-- WHAT NEEDS TO BE DONE --
Return, exactly and in full, the lines of the records below starting at the one with "Target: swirled pastry" and ending at the one with "Target: red poppy embroidery", and no other lines.

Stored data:

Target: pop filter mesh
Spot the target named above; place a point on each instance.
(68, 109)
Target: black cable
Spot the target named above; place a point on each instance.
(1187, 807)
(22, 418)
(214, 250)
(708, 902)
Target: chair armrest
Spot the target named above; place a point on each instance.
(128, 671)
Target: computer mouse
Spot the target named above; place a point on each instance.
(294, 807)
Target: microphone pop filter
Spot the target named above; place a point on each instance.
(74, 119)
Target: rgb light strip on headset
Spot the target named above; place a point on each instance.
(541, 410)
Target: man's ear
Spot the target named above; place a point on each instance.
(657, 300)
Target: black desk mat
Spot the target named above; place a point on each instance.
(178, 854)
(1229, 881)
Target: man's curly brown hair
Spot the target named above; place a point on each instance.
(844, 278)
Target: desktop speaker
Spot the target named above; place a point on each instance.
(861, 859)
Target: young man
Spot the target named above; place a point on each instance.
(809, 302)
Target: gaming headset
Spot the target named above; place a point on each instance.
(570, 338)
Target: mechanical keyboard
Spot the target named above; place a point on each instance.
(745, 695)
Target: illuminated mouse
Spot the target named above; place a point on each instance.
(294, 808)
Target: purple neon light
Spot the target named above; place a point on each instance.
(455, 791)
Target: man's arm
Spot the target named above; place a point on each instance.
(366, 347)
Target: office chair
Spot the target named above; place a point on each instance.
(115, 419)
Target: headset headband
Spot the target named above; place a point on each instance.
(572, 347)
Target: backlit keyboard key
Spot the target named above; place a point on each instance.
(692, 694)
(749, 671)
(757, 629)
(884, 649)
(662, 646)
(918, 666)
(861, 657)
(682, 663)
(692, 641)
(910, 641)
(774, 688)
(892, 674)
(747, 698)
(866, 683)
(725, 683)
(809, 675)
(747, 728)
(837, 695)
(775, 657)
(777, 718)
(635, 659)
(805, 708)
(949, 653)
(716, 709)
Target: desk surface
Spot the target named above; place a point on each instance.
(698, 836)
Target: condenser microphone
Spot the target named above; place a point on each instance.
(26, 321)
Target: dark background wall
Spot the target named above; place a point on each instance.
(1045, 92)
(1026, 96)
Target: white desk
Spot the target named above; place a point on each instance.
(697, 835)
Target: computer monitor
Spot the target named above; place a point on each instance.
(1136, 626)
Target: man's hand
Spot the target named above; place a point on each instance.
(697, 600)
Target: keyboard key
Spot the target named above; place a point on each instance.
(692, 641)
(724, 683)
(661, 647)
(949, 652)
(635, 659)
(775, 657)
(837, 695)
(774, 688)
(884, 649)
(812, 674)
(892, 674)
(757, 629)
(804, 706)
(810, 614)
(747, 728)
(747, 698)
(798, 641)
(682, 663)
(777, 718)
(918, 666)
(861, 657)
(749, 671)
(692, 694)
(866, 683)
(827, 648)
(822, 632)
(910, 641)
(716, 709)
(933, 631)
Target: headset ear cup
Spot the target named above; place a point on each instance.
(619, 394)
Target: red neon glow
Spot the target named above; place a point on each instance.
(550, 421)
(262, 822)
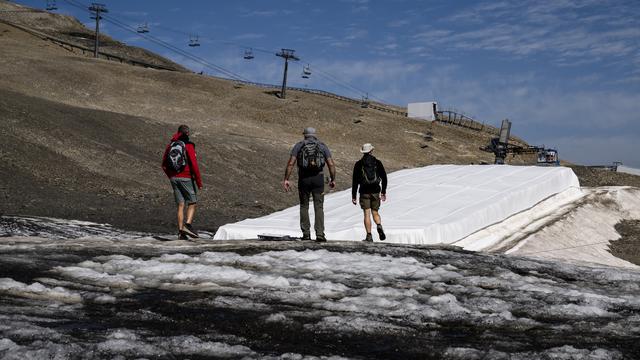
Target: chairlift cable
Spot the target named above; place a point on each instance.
(324, 74)
(163, 44)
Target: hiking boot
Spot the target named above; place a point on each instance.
(381, 233)
(188, 229)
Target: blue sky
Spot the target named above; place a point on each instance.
(565, 72)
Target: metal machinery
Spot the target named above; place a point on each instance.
(500, 147)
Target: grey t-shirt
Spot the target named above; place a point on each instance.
(296, 149)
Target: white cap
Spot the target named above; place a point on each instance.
(366, 148)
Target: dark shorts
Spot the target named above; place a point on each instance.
(184, 190)
(370, 201)
(311, 184)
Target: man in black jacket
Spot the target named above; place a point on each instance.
(368, 173)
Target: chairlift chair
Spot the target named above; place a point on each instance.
(143, 28)
(51, 5)
(193, 41)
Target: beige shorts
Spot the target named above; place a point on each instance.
(370, 201)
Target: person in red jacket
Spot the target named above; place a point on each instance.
(181, 166)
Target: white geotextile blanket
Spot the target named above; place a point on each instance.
(428, 205)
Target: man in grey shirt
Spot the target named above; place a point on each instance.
(311, 155)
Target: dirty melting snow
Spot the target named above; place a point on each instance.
(304, 301)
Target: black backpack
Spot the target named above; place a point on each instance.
(370, 170)
(310, 156)
(177, 156)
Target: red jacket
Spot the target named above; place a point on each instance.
(191, 170)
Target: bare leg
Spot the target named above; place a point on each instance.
(180, 215)
(191, 211)
(367, 220)
(376, 217)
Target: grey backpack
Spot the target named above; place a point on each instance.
(177, 156)
(310, 156)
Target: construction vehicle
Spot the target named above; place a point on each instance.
(500, 147)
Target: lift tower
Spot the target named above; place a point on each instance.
(286, 54)
(97, 9)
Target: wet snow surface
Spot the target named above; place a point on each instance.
(85, 291)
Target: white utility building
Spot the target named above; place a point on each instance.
(428, 205)
(424, 110)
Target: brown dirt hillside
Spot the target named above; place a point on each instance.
(82, 138)
(69, 29)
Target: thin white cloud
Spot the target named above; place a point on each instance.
(398, 23)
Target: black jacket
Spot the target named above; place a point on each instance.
(368, 188)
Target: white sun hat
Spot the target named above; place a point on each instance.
(366, 148)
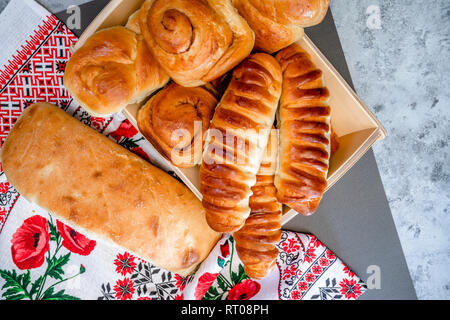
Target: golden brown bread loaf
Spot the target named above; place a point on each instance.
(279, 23)
(236, 141)
(195, 41)
(256, 241)
(94, 184)
(175, 120)
(304, 115)
(111, 70)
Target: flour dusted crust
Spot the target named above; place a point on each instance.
(96, 185)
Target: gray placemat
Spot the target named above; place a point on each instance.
(354, 219)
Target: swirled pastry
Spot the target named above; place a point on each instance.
(304, 115)
(175, 120)
(279, 23)
(195, 41)
(236, 141)
(256, 241)
(111, 70)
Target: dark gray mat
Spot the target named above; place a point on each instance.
(354, 219)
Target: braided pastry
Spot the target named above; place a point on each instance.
(236, 141)
(304, 154)
(279, 23)
(112, 69)
(175, 119)
(256, 241)
(195, 41)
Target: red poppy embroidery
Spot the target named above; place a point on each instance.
(348, 271)
(330, 255)
(125, 263)
(141, 153)
(296, 295)
(30, 242)
(4, 187)
(204, 283)
(310, 255)
(317, 269)
(181, 282)
(303, 286)
(125, 129)
(244, 290)
(291, 246)
(310, 277)
(74, 241)
(225, 249)
(97, 122)
(315, 243)
(3, 214)
(289, 272)
(350, 288)
(124, 289)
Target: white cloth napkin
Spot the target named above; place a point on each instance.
(41, 258)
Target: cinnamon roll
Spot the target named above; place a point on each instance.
(195, 41)
(279, 23)
(175, 119)
(112, 69)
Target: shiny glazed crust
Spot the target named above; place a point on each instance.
(175, 120)
(256, 241)
(195, 41)
(304, 115)
(279, 23)
(97, 186)
(236, 141)
(111, 70)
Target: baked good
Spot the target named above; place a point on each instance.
(236, 141)
(95, 185)
(279, 23)
(133, 23)
(304, 123)
(175, 120)
(112, 69)
(195, 41)
(334, 142)
(256, 241)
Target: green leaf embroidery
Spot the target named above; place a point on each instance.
(60, 295)
(234, 277)
(36, 285)
(16, 285)
(55, 266)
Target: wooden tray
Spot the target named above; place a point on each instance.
(356, 126)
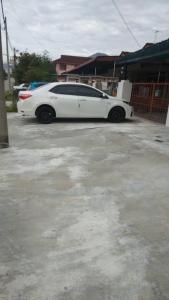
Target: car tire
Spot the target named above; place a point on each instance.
(116, 115)
(45, 114)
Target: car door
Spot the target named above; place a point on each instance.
(65, 100)
(91, 102)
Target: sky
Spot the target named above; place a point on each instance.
(84, 27)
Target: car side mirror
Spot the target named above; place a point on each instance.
(104, 96)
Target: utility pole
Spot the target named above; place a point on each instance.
(3, 116)
(156, 32)
(7, 53)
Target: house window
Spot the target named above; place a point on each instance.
(63, 67)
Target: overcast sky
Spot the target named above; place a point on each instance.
(84, 27)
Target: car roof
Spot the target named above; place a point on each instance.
(69, 83)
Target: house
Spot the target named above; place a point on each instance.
(67, 62)
(98, 71)
(148, 70)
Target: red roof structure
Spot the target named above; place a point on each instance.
(70, 59)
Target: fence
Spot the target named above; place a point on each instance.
(151, 100)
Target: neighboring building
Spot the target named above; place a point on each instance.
(67, 62)
(98, 72)
(148, 70)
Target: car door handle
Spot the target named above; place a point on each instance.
(53, 97)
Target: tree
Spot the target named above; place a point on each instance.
(34, 67)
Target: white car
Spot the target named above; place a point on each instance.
(72, 100)
(20, 87)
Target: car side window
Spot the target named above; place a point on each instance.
(88, 92)
(64, 89)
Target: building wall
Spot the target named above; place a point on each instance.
(61, 67)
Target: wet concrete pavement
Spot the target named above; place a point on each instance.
(84, 211)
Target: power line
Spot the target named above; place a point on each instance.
(125, 22)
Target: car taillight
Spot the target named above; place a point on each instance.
(24, 97)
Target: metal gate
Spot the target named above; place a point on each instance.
(151, 100)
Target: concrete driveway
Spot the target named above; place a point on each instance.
(84, 211)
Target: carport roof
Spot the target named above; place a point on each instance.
(102, 61)
(157, 52)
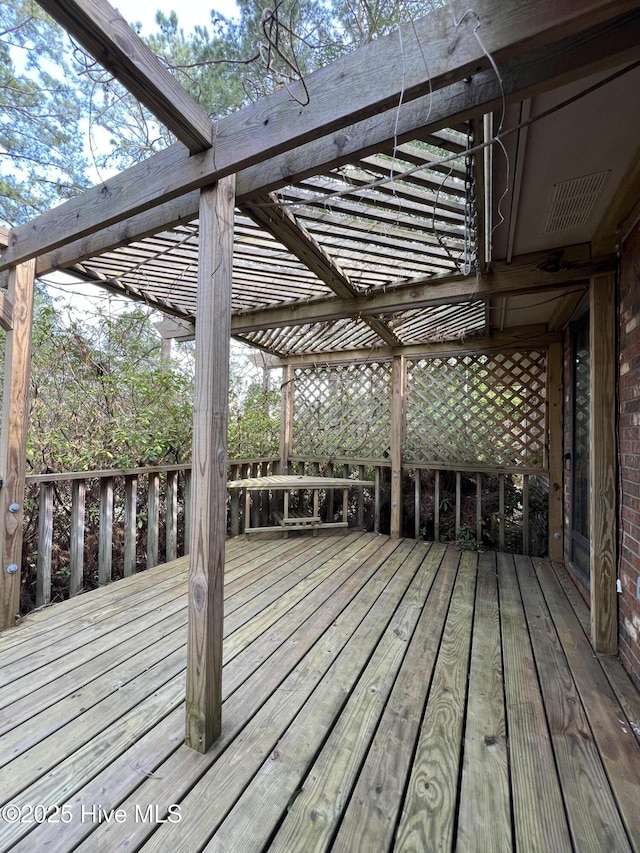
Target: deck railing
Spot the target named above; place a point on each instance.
(89, 527)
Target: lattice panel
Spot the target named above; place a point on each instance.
(342, 410)
(477, 409)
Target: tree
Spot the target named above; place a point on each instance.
(41, 159)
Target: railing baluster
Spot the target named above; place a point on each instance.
(501, 511)
(45, 542)
(105, 531)
(76, 550)
(187, 511)
(525, 514)
(479, 508)
(171, 521)
(416, 503)
(153, 520)
(130, 524)
(436, 505)
(234, 508)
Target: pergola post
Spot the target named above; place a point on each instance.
(554, 451)
(209, 471)
(286, 423)
(13, 439)
(398, 383)
(603, 448)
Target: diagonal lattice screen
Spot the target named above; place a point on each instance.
(342, 410)
(481, 409)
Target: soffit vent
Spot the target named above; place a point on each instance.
(574, 201)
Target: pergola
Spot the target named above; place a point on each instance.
(443, 189)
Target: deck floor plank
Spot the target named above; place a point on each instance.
(371, 815)
(327, 627)
(286, 733)
(617, 745)
(313, 818)
(429, 815)
(488, 686)
(540, 822)
(589, 803)
(484, 821)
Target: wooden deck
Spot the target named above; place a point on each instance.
(379, 695)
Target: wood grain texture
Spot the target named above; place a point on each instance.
(45, 543)
(539, 817)
(429, 814)
(609, 727)
(13, 451)
(279, 122)
(316, 812)
(398, 390)
(130, 524)
(370, 817)
(603, 527)
(105, 544)
(594, 820)
(519, 278)
(282, 739)
(555, 463)
(484, 820)
(6, 312)
(153, 519)
(171, 503)
(209, 466)
(107, 36)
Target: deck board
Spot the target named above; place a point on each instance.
(378, 695)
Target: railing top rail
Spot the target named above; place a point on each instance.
(110, 472)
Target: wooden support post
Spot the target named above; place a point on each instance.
(602, 461)
(153, 520)
(13, 439)
(130, 525)
(554, 452)
(171, 499)
(398, 382)
(105, 543)
(45, 543)
(209, 521)
(286, 427)
(361, 498)
(345, 496)
(76, 549)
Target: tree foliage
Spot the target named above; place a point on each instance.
(41, 160)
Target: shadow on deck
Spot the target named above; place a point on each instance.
(379, 695)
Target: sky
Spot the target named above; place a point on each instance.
(189, 14)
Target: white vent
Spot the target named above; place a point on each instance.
(574, 201)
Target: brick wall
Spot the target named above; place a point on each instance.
(629, 438)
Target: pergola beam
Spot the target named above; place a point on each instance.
(106, 35)
(261, 131)
(282, 224)
(502, 281)
(530, 337)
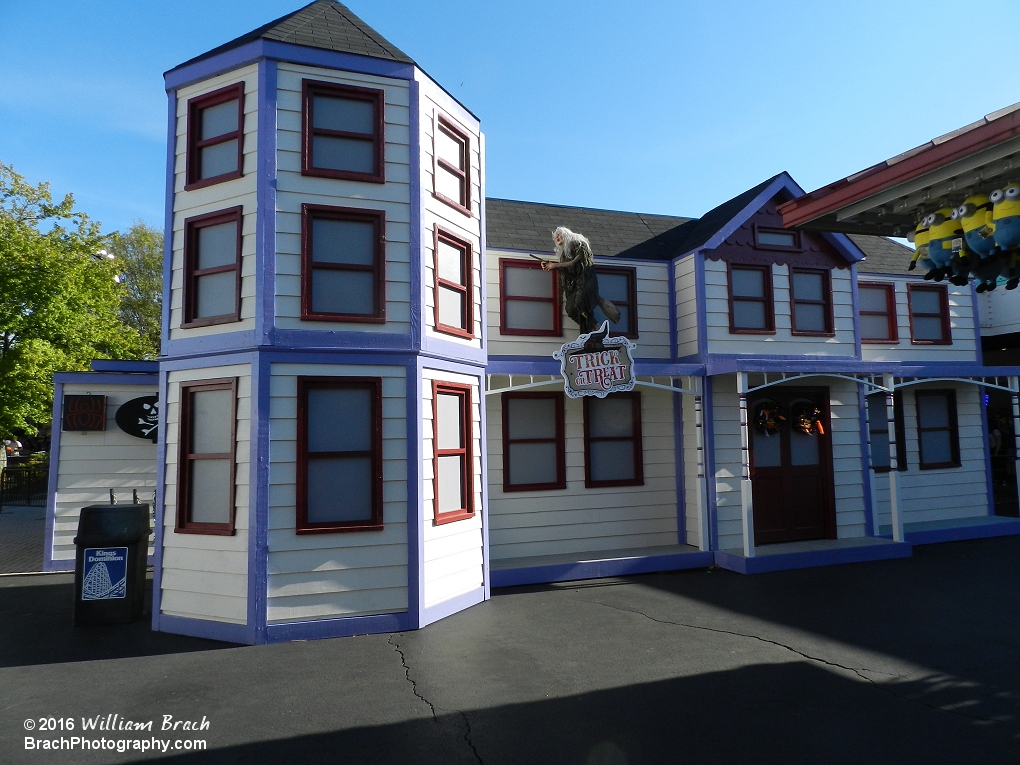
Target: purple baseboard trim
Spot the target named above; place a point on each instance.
(766, 563)
(212, 630)
(342, 627)
(452, 606)
(598, 569)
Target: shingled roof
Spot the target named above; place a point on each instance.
(323, 23)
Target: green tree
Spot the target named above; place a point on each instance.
(139, 252)
(59, 300)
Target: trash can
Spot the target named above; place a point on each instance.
(111, 546)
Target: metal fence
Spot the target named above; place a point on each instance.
(23, 486)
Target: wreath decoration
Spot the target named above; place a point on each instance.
(768, 418)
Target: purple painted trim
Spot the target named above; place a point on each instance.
(171, 148)
(212, 630)
(342, 627)
(766, 563)
(265, 220)
(597, 569)
(453, 606)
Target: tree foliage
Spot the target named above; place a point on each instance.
(59, 299)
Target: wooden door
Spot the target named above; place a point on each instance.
(792, 470)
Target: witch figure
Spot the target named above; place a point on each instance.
(578, 283)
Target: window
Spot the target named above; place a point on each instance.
(340, 454)
(618, 286)
(533, 451)
(215, 137)
(453, 497)
(879, 434)
(876, 307)
(343, 132)
(342, 272)
(811, 302)
(929, 314)
(612, 441)
(751, 300)
(454, 300)
(452, 180)
(205, 464)
(529, 299)
(938, 440)
(212, 268)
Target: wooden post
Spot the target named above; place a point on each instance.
(747, 500)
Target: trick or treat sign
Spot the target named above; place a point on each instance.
(597, 364)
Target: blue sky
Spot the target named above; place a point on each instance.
(664, 107)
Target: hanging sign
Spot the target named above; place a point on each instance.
(597, 364)
(140, 417)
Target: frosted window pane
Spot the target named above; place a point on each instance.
(345, 114)
(448, 426)
(217, 295)
(451, 308)
(808, 286)
(343, 292)
(530, 418)
(748, 315)
(217, 245)
(451, 485)
(340, 419)
(531, 463)
(747, 284)
(351, 154)
(528, 314)
(340, 489)
(343, 242)
(212, 417)
(612, 460)
(210, 492)
(451, 263)
(528, 283)
(218, 159)
(219, 119)
(611, 416)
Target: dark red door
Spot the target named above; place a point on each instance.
(792, 470)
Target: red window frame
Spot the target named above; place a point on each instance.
(944, 313)
(195, 145)
(312, 88)
(825, 303)
(463, 173)
(634, 439)
(186, 457)
(466, 452)
(374, 386)
(766, 299)
(309, 265)
(889, 313)
(466, 289)
(192, 272)
(559, 440)
(557, 329)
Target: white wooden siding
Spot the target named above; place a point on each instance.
(347, 573)
(782, 342)
(945, 494)
(453, 552)
(964, 346)
(241, 192)
(393, 197)
(205, 576)
(93, 463)
(847, 470)
(576, 519)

-- RESPONSE AREA --
Target: swirled pastry
Spot the target named above; place a point on each instance.
(304, 115)
(175, 120)
(279, 23)
(195, 41)
(236, 141)
(256, 241)
(111, 70)
Target: dark gray mat
Spot the target named above; place a point on each instance.
(354, 219)
Target: braided pastry
Spot the target named above; place a point on each instance.
(236, 141)
(304, 154)
(279, 23)
(112, 69)
(175, 119)
(256, 241)
(195, 41)
Target: red poppy embroidery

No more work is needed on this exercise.